» Exercise
Rewrite the data below in full, updating every occurrence of "one-line" to "single-line" and leaving all else unchanged.

[Start of Records to process]

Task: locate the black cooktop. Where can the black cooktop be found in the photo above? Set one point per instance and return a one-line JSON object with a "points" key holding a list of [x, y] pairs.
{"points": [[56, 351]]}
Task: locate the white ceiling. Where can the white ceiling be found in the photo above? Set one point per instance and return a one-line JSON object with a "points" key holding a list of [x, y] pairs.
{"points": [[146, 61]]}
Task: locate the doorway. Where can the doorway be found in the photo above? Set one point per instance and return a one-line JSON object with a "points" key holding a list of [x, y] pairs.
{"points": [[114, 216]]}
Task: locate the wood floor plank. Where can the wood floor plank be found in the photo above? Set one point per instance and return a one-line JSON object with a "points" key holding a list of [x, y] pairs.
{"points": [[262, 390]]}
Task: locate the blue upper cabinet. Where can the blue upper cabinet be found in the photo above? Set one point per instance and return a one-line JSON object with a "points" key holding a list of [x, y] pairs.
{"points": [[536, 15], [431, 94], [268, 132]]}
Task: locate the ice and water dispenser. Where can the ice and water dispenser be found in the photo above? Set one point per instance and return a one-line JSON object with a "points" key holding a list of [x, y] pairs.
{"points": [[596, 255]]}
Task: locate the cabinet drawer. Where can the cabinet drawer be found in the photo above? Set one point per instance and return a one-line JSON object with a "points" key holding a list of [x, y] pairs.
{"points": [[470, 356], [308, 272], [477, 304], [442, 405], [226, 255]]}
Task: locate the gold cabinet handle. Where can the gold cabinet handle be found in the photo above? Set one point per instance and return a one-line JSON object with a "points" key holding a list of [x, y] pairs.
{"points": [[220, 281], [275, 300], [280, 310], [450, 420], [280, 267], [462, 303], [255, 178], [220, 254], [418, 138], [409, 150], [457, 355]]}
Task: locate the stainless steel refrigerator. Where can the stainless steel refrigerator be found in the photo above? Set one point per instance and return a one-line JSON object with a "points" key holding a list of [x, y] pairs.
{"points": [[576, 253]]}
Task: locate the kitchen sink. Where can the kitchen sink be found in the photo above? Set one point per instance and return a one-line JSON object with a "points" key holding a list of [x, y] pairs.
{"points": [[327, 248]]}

[End of Records to process]

» Exercise output
Task: locate the black cooktop. Where can the black cooktop be found in the photo above? Set one point per instance and return a single-line JSON object with a "points" key holding a list of [x, y] pairs.
{"points": [[56, 351]]}
Task: locate the white ceiling. Where can the white ceiling be found in the photo above? Set one point per instance and return a single-line JSON object with a "points" key holding a list of [x, y] pairs.
{"points": [[146, 61]]}
Task: locate the doorway. Where can the doorway be found in the photo above? Set one point per instance and return a single-line JSON object with a "points" key holding a list of [x, y] pairs.
{"points": [[114, 216]]}
Task: locate the wood floor plank. Where can the wood floor plank be found in the photo above? Set one point per instance and return a single-line JSON object with a "points" key holding a list of [x, y] pairs.
{"points": [[262, 390]]}
Task: locate the blue upper cabinet. Where can the blue upper cabinet be found in the photo above? Set one point per instance and return a single-line JSON object with a "points" key holding a list of [x, y] pairs.
{"points": [[536, 15], [431, 94], [268, 132]]}
Task: locate the ice and water dispenser. Where can the ice and water dispenser be found in the photo above? Set one point per instance and return a single-line JSON object with a "points" key holding a list of [x, y] pairs.
{"points": [[596, 255]]}
Task: locate the cabinet drawer. Where can the cabinet drawer be found in the photo above? Set one point per instance and return a single-line JSON object with a "points" key holding a list of [x, y] pairs.
{"points": [[470, 356], [308, 272], [477, 304], [442, 405], [226, 255]]}
Task: locate the gold cabinet handle. Where can the gold cabinet handle be found in the photo above? Set one point per instance and return a single-line JSON object with a "points" key holding a list of [x, y] pairs.
{"points": [[220, 281], [275, 300], [280, 310], [450, 420], [280, 267], [462, 303], [255, 178], [220, 254], [418, 138], [409, 150], [457, 355]]}
Task: locate the stainless steel refrigerator. Where can the stainless steel refrigerator be found in the photo above? Set one point per instance and return a single-line JSON object with a "points" key holding a list of [x, y] pairs.
{"points": [[576, 253]]}
Task: locate the kitchen sink. Where can the kitchen sink be found in the photo above? Set one point per instance and return a single-line JSON object with a "points" key holding a list of [x, y] pairs.
{"points": [[327, 248]]}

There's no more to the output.